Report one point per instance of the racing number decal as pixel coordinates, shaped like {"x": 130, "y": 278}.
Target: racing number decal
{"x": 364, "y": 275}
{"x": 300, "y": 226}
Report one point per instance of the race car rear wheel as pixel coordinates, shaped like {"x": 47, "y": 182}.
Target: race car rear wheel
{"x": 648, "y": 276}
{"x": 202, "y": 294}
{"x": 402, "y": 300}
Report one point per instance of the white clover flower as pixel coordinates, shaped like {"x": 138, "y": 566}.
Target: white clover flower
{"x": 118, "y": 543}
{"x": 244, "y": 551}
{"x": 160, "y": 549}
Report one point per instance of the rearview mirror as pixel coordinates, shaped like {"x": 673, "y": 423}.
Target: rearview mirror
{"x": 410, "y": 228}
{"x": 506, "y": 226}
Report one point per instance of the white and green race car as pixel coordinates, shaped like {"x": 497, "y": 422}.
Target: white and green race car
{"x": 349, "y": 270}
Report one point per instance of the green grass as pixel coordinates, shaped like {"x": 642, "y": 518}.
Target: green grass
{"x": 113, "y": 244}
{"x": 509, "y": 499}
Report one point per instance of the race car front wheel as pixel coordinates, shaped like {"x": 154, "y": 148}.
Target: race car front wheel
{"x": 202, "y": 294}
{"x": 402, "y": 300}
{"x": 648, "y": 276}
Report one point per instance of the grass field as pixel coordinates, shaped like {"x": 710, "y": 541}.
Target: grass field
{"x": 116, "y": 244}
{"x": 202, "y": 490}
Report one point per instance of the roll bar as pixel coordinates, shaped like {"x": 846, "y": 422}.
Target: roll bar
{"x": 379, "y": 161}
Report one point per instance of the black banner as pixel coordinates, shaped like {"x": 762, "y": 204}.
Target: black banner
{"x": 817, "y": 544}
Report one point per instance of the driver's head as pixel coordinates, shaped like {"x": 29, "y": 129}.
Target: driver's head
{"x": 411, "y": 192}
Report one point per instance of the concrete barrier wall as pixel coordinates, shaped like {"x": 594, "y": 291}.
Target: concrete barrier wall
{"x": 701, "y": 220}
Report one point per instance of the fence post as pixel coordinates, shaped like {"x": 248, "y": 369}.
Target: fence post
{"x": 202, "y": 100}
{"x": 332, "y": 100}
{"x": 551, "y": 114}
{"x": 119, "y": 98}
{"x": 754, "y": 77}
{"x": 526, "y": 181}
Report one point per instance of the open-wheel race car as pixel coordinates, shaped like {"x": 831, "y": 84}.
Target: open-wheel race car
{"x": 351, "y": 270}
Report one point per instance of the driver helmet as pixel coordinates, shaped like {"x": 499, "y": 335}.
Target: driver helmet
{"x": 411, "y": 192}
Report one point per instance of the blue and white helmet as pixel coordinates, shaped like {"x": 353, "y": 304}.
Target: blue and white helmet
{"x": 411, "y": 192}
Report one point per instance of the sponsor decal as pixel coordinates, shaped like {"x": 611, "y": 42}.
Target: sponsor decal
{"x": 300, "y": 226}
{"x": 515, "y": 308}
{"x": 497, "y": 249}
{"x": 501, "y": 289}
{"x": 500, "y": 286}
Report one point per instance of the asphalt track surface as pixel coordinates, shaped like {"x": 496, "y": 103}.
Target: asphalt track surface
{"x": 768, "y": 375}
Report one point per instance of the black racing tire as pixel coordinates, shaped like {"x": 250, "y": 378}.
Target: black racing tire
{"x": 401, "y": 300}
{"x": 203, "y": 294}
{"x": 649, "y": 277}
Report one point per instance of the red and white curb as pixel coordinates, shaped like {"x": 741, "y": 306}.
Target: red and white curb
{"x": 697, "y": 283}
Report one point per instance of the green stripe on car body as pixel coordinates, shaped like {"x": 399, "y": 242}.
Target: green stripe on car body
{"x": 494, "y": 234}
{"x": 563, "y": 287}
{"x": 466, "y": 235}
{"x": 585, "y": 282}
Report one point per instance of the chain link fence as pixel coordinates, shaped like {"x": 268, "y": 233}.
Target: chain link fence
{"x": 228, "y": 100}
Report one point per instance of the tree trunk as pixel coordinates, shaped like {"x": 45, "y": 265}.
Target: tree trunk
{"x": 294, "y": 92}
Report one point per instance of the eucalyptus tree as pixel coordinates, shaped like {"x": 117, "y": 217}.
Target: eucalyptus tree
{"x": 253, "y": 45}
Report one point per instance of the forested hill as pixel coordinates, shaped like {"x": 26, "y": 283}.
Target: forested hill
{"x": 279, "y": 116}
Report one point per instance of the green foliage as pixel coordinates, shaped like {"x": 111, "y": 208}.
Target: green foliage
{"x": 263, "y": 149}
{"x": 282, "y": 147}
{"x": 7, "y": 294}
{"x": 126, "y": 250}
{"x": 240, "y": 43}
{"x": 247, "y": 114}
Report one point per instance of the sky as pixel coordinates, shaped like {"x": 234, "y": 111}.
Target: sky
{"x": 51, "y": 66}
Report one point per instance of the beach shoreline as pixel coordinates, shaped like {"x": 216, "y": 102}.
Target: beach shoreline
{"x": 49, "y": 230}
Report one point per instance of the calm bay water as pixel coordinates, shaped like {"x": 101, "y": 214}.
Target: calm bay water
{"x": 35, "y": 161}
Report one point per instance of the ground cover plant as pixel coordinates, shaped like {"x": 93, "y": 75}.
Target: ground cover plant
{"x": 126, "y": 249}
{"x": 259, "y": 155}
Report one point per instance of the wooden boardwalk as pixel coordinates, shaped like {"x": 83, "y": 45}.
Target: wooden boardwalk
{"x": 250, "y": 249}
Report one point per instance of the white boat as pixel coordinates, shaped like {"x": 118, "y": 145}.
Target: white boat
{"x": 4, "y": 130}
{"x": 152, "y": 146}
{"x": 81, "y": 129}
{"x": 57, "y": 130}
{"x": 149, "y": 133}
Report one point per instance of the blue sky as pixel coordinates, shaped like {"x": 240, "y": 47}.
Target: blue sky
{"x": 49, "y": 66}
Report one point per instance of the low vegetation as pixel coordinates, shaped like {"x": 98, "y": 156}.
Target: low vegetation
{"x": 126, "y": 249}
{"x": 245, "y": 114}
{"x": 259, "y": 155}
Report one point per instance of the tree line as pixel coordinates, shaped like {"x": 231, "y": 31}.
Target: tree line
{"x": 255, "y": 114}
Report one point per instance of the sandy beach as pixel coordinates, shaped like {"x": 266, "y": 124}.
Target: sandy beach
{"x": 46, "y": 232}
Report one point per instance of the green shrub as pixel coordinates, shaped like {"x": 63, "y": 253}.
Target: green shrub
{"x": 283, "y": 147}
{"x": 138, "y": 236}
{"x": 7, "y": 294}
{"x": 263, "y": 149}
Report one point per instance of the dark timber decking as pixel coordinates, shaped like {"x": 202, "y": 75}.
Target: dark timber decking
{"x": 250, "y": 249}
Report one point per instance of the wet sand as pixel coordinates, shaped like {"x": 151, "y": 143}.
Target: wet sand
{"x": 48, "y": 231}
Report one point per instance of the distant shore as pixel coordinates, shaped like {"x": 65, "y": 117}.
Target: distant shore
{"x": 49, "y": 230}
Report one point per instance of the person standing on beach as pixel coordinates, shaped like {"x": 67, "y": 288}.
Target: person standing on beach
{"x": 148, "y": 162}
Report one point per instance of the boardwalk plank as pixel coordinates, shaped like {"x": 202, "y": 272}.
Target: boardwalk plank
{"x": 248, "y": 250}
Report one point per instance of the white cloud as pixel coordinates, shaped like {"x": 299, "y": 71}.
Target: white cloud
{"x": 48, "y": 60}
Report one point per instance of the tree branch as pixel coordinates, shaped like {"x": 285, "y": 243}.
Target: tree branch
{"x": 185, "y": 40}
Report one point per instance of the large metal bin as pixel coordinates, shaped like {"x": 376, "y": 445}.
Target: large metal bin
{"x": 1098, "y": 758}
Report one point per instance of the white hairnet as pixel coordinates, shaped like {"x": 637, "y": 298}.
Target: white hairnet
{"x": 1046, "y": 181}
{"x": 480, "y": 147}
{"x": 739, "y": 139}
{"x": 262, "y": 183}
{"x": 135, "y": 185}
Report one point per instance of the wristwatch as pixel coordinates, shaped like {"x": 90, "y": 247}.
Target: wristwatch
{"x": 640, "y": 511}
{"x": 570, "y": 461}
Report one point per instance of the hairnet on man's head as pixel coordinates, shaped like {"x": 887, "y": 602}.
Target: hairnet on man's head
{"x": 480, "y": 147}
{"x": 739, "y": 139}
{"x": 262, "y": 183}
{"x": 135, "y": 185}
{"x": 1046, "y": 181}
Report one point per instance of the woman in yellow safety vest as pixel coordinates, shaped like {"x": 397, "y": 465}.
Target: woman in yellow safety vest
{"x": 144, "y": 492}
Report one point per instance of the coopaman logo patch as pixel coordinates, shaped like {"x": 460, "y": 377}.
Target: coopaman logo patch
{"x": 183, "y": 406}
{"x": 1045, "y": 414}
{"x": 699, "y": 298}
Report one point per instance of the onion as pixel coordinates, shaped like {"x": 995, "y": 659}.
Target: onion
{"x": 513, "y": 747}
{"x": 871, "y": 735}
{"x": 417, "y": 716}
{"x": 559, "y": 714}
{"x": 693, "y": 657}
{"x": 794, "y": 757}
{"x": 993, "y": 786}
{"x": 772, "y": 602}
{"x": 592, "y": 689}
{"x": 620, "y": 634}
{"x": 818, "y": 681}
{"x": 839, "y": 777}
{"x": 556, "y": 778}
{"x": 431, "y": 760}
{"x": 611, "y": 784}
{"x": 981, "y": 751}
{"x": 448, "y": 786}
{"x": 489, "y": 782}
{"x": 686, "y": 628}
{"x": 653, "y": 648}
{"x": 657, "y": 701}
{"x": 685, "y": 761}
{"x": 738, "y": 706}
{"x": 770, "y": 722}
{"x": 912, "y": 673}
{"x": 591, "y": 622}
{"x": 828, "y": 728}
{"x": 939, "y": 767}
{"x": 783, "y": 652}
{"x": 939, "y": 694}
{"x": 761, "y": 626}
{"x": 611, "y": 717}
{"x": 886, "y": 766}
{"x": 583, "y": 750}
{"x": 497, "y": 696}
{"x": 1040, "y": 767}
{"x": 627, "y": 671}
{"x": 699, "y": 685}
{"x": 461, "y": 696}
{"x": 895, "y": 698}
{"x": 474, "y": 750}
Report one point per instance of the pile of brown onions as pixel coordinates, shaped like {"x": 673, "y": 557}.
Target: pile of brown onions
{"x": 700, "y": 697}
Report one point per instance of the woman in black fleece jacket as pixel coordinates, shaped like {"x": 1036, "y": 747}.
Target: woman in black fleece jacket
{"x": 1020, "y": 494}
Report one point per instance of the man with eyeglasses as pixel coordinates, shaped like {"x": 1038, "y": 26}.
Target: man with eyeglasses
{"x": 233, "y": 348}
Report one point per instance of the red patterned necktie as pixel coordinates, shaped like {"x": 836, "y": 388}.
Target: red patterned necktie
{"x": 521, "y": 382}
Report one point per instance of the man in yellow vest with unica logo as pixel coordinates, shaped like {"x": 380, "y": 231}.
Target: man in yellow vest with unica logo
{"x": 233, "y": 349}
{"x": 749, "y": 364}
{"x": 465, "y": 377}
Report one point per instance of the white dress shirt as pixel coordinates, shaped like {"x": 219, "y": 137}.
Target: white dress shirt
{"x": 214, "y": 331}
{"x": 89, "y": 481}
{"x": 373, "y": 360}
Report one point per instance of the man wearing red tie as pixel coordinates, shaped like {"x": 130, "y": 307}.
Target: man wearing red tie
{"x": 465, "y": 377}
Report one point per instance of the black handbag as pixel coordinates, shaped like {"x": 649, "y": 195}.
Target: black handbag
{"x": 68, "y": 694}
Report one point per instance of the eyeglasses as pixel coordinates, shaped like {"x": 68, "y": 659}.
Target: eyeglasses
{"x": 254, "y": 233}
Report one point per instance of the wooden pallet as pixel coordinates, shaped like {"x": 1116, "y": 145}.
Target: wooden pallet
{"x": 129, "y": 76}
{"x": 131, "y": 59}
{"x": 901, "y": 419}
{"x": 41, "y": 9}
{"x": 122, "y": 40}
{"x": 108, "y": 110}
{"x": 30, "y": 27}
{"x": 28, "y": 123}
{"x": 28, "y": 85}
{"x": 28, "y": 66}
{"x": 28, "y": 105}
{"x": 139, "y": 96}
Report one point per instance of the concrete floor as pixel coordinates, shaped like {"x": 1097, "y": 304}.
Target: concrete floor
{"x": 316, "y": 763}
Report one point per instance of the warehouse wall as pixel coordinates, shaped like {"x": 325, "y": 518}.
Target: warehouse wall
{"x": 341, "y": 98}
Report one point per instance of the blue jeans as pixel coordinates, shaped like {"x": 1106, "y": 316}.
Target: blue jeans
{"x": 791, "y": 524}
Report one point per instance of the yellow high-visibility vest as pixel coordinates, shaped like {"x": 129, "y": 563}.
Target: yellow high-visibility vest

▸ The exercise
Scale the listing from the line with "Report one point per instance of the concrete floor" up to and including its final line: write out each of those lines again, requests included, and multiply every answer coordinate by 2.3, rounding to whole numbers with halves going up. Keep the numbers in the requests and their format samples unchanged.

▸ Output below
Report one point per instance of the concrete floor as pixel coordinates, shaped like {"x": 1097, "y": 304}.
Target: concrete floor
{"x": 727, "y": 1755}
Report one point per instance of the warehouse wall as pixel coordinates, shaped like {"x": 325, "y": 518}.
Target: warehouse wall
{"x": 784, "y": 225}
Report one point per instance of the blue jeans as pixel coordinates, shaped like {"x": 1106, "y": 316}.
Target: blue jeans
{"x": 1819, "y": 1205}
Report one point per instance of the yellow high-visibility vest as pixel coordinates, shaped like {"x": 129, "y": 563}.
Target: yellow high-visibility vest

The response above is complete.